_Exercise goal_
Format each line of the data as one string in a JSON list, in order, leaving out blank lines.

(Bounding box annotation entries)

• • • •

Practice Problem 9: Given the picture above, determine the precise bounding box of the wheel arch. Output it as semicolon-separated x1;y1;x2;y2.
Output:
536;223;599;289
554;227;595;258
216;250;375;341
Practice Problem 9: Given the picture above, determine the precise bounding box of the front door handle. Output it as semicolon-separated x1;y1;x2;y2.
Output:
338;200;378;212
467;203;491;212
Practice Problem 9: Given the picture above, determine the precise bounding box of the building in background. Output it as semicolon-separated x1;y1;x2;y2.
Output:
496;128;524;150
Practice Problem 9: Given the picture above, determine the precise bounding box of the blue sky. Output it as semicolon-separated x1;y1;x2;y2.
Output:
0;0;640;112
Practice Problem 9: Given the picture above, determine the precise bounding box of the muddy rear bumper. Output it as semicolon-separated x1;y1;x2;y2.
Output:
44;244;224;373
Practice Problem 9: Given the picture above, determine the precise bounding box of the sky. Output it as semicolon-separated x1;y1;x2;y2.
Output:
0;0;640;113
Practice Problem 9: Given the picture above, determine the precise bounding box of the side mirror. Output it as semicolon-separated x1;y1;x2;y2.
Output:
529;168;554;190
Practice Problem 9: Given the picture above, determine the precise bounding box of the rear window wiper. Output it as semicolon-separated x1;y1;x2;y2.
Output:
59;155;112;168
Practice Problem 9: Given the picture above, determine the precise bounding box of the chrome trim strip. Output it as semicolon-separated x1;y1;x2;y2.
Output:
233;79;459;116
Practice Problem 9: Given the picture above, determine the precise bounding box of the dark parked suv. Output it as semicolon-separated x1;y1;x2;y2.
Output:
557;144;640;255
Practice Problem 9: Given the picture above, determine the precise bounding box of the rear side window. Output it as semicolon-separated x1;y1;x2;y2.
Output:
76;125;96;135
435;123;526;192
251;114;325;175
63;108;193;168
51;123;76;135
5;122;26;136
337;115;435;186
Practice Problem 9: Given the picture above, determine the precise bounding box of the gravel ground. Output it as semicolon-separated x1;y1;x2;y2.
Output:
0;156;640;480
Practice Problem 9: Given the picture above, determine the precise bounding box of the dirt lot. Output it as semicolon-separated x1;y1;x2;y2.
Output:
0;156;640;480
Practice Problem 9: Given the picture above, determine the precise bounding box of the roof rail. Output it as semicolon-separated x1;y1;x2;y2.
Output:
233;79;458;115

• • • •

_Exercise result_
[
  "Practice Problem 9: Given the picture above, determine the precise bounding box of the wheel arch. Output it as semicolon-separated x1;y1;x2;y2.",
  "Output:",
  "536;223;599;289",
  "554;227;595;258",
  "216;250;375;341",
  "Practice Problem 9: Given the picture above, determine the precise bounding box of the front door handle. Output it as semicolon-separated x1;y1;x2;y2.",
  "Output:",
  "338;200;378;212",
  "467;203;491;212",
  "Practice Problem 9: Given the picture above, determine the precise bounding box of the building in background. Output it as semicolon-separated x1;y1;x2;y2.",
  "Output:",
  "496;128;524;150",
  "Practice Problem 9: Given the picture above, determine the precise bounding box of the blue sky. Output it as semicolon-separated x1;y1;x2;y2.",
  "Output:",
  "0;0;640;112",
  "Practice Problem 9: Given the picture above, determine the precise bounding box of the muddy rear bumper. Output it as semicolon-separated x1;y1;x2;y2.",
  "Output:",
  "44;244;224;373",
  "Practice Problem 9: Given the picture above, determine the precise bounding box of the sky. Output it as semicolon-separated x1;y1;x2;y2.",
  "Output:",
  "0;0;640;113",
  "Practice Problem 9: Given the picture above, determine the precise bounding box of the side mirror. Output it as semicolon-separated x1;y1;x2;y2.",
  "Output:",
  "529;168;554;190",
  "Practice Problem 9: Given the picture above, determine the precise bounding box of the rear window wiper. Output it as semicolon-separated x1;y1;x2;y2.",
  "Output:",
  "59;155;112;168",
  "Practice Problem 9: Given the picture above, determine the precise bounding box of the chrome trim strip. Output it as semicolon-separated x1;y1;x2;y2.",
  "Output:",
  "233;79;459;116",
  "Practice Problem 9: Given the picture above, determine the precise bounding box of the dark parked suv. Output it as semicolon-separated x1;y1;x2;y2.",
  "Output:",
  "557;144;640;255",
  "Practice Problem 9: Given the picture above, determine the precise bounding box of the rear side window. Output it as semicolon-separated x1;y1;x2;y2.",
  "Output:",
  "76;125;96;135",
  "435;123;526;192",
  "251;114;325;175",
  "63;108;193;168",
  "51;123;76;135",
  "5;122;26;136",
  "337;115;435;186",
  "Practice Problem 9: Given the picture above, determine the precise bounding box of the gravel ground. Output it as semicolon-separated x1;y1;x2;y2.",
  "Output:",
  "0;156;640;480",
  "Practice Problem 9: Given the picture above, determine the precise bounding box of the dirt lot. Output it as semicolon-separated x1;y1;x2;y2.",
  "Output:",
  "0;156;640;480",
  "Practice Problem 9: Given the picture above, determine the precise bounding box of the roof rail. Output it as semicolon-separated x1;y1;x2;y2.",
  "Output:",
  "233;79;458;115"
]